### WHAT TO PRODUCE
Nothing in the data should be left out or altered when it is retyped.

•••

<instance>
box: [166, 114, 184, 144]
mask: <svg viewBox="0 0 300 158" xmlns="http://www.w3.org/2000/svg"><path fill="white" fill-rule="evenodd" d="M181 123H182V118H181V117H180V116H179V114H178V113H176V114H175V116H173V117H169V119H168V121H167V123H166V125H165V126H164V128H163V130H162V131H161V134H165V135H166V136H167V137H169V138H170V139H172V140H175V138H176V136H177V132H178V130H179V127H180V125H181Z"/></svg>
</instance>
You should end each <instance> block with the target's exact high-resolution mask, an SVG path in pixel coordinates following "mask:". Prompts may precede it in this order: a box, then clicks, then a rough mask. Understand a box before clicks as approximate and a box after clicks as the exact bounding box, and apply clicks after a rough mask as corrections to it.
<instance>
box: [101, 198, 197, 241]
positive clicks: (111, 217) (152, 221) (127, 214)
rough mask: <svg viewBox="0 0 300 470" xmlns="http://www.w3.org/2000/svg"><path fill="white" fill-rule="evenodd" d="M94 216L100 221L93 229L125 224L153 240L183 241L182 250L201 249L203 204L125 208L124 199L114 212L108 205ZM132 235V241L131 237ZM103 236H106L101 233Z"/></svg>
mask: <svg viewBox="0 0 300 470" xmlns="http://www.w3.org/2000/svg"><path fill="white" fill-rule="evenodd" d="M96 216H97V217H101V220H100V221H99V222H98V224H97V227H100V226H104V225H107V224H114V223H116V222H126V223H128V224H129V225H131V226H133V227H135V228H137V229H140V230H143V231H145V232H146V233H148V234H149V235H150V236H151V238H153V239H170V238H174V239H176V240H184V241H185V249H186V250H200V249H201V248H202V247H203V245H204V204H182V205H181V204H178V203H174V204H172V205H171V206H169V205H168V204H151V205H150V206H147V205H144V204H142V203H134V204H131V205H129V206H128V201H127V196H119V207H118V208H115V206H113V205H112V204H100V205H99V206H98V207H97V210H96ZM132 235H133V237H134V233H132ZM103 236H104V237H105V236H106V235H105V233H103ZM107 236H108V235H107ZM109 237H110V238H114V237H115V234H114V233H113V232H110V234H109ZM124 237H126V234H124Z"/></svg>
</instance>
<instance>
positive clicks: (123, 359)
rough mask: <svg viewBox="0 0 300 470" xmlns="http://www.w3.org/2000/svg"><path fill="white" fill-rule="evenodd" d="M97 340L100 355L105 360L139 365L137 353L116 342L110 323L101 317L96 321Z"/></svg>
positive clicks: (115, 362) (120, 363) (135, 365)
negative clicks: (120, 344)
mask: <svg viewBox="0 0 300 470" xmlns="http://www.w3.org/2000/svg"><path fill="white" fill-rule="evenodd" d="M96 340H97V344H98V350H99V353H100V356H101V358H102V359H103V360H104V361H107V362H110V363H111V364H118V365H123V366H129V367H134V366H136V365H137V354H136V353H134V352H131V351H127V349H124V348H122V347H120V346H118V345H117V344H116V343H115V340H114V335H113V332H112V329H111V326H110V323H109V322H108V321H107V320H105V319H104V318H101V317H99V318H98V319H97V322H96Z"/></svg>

•••

### REPLY
<instance>
box: [166, 114, 184, 144]
mask: <svg viewBox="0 0 300 158" xmlns="http://www.w3.org/2000/svg"><path fill="white" fill-rule="evenodd" d="M181 123H182V118H181V117H180V116H179V114H178V113H176V114H175V116H173V117H169V119H168V121H167V123H166V125H165V126H164V128H163V130H162V131H161V134H165V135H166V136H167V137H169V138H170V139H172V140H175V138H176V136H177V132H178V130H179V127H180V125H181Z"/></svg>
</instance>
You should end each <instance> block with the target's exact high-resolution mask, an SVG path in pixel coordinates following "mask:". Prompts may precede it in this order: a box, then clicks, then a rough mask. Understand a box before clicks as approximate and a box after clicks as the exact bounding box, and apply clicks after a rough mask as corrections to it.
<instance>
box: [101, 198, 197, 241]
positive clicks: (111, 217) (152, 221) (127, 214)
rough mask: <svg viewBox="0 0 300 470" xmlns="http://www.w3.org/2000/svg"><path fill="white" fill-rule="evenodd" d="M94 216L100 221L93 229L125 224L153 240L183 241L182 250L201 249L203 204L125 208L124 199L114 212L108 205ZM132 235V241L131 237ZM103 236H106L101 233Z"/></svg>
mask: <svg viewBox="0 0 300 470" xmlns="http://www.w3.org/2000/svg"><path fill="white" fill-rule="evenodd" d="M96 216H97V217H101V220H100V221H99V222H98V224H97V227H100V226H104V225H107V224H114V223H116V222H126V223H128V224H129V225H131V226H133V227H135V228H137V229H140V230H143V231H145V232H146V233H148V234H149V235H150V236H151V238H153V239H170V238H174V239H176V240H184V241H185V249H186V250H200V249H201V248H202V247H203V245H204V204H182V205H181V204H178V203H174V204H172V205H171V206H169V205H168V204H151V205H150V206H147V205H144V204H142V203H134V204H131V205H129V206H128V201H127V196H119V207H118V208H115V206H113V205H112V204H100V205H99V206H98V207H97V210H96ZM132 235H133V237H134V233H132ZM103 236H104V237H105V236H106V235H105V233H103ZM107 236H108V235H107ZM109 237H110V238H114V237H115V234H114V233H113V232H110V234H109ZM124 237H126V234H124Z"/></svg>
</instance>
<instance>
positive clicks: (123, 359)
rough mask: <svg viewBox="0 0 300 470" xmlns="http://www.w3.org/2000/svg"><path fill="white" fill-rule="evenodd" d="M97 340L100 355L105 360L139 365L137 353L116 342L110 323L101 317L96 321Z"/></svg>
positive clicks: (115, 362) (120, 363) (135, 365)
negative clicks: (120, 344)
mask: <svg viewBox="0 0 300 470" xmlns="http://www.w3.org/2000/svg"><path fill="white" fill-rule="evenodd" d="M96 340H97V344H98V350H99V353H100V356H101V358H102V359H103V360H104V361H107V362H110V363H111V364H118V365H123V366H129V367H134V366H136V365H137V354H136V353H134V352H131V351H127V349H124V348H122V347H120V346H118V345H117V344H116V343H115V340H114V335H113V332H112V329H111V326H110V323H109V322H108V321H107V320H105V319H104V318H101V317H99V318H98V319H97V322H96Z"/></svg>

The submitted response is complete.